[Written task] Retype every entry below word for word, keeping each line unchanged and in its original order.

[Records for processing]
----------------------------------------
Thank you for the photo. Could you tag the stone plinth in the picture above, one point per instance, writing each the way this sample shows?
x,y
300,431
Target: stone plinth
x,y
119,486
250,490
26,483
----------------------------------------
[Solution to the exercise]
Thank you for the photo. Could you tag the stone plinth in the picture above, one point per instance, writing each the way this sample shows?
x,y
300,431
Target: stone plinth
x,y
119,486
250,490
26,483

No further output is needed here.